## start Selected text

In defense of gentrification

Gentrification gets bad press.  It is blamed for all sorts of misconduct.  This concept applies to a situation in which wealthy renters or homeowners displace poorer ones.  Gays have often been blamed for this behavior, as have Jews.  In British Columbia, Canada, it is the Chinese who bear the brunt of this accusation.  Whites, too, have been castigated for replacing blacks, for example in Harlem, Manhattan, on the northern border of Central Park.

The case against the gentrifier is strong, at least at the outset.  Here we have a poor neighborhood.  Yes, it has its problems, as do all sectors of the city, rich or poor.  But it is functioning.  It supports its inhabitants.  It is a community.  People know each other, help each other.  Many have been friends with each other for decades.

But then along come a bunch of outsiders, flush with cash, and they start to replace the original occupants.  The latter gradually scatter to the four winds.  The inhabitants lose their social clubs, their mutual support for each other, their togetherness.  They now live among strangers.  These people clearly suffer at the hands of this financial onslaught.

## end Selected text
## start Dataset extract

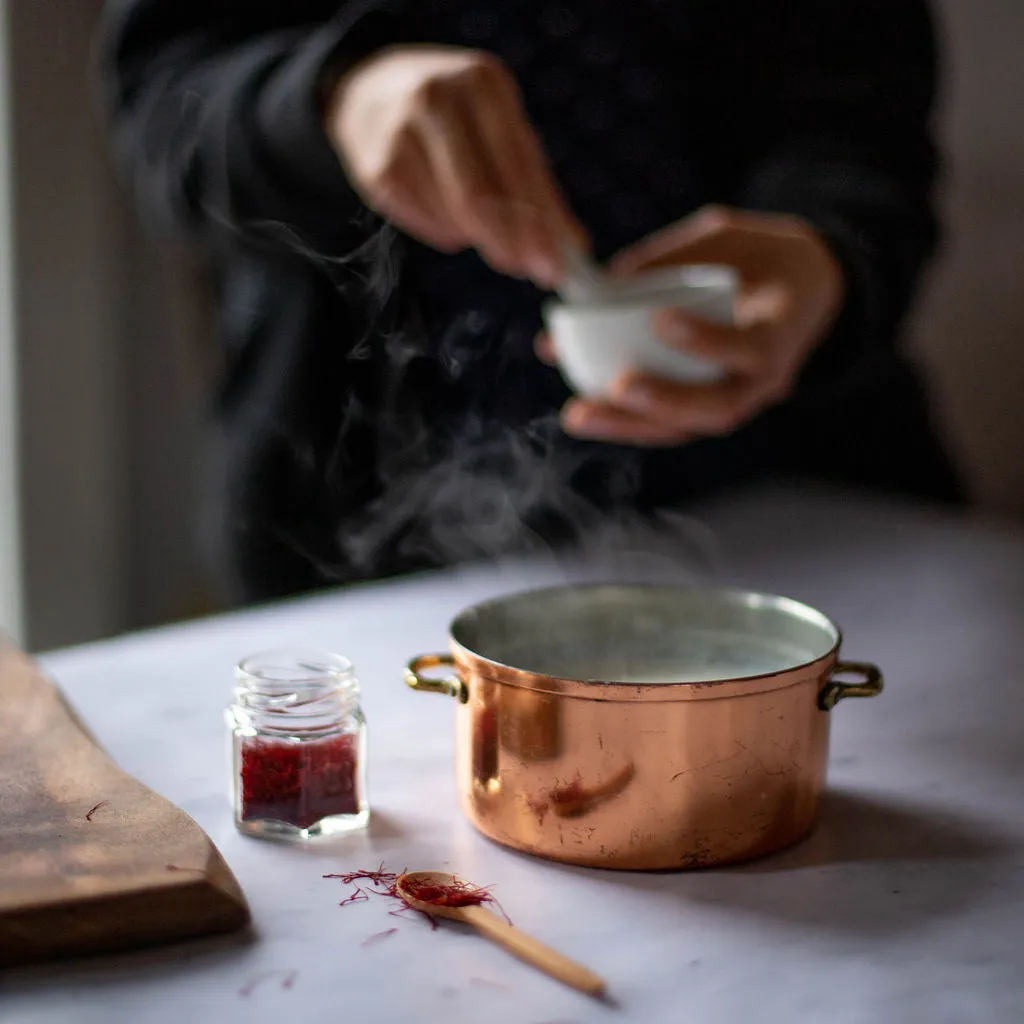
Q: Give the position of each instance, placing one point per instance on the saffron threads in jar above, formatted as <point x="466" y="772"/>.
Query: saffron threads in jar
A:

## end Dataset extract

**Aim 1:** Quote the gentrification piece word for word, starting with "In defense of" and going on through "of Central Park.".
**Aim 2:**
Answer these questions from the gentrification piece:
(a) Which group bears the brunt of the accusation in British Columbia, Canada?
(b) On which border of Central Park does the piece place Harlem?
(c) For how long have many people in the poor neighborhood been friends with each other?
You can leave the listing aside.

**Exercise response 1:**
In defense of gentrification

Gentrification gets bad press.  It is blamed for all sorts of misconduct.  This concept applies to a situation in which wealthy renters or homeowners displace poorer ones.  Gays have often been blamed for this behavior, as have Jews.  In British Columbia, Canada, it is the Chinese who bear the brunt of this accusation.  Whites, too, have been castigated for replacing blacks, for example in Harlem, Manhattan, on the northern border of Central Park.

**Exercise response 2:**
(a) The Chinese.
(b) The northern border.
(c) For decades.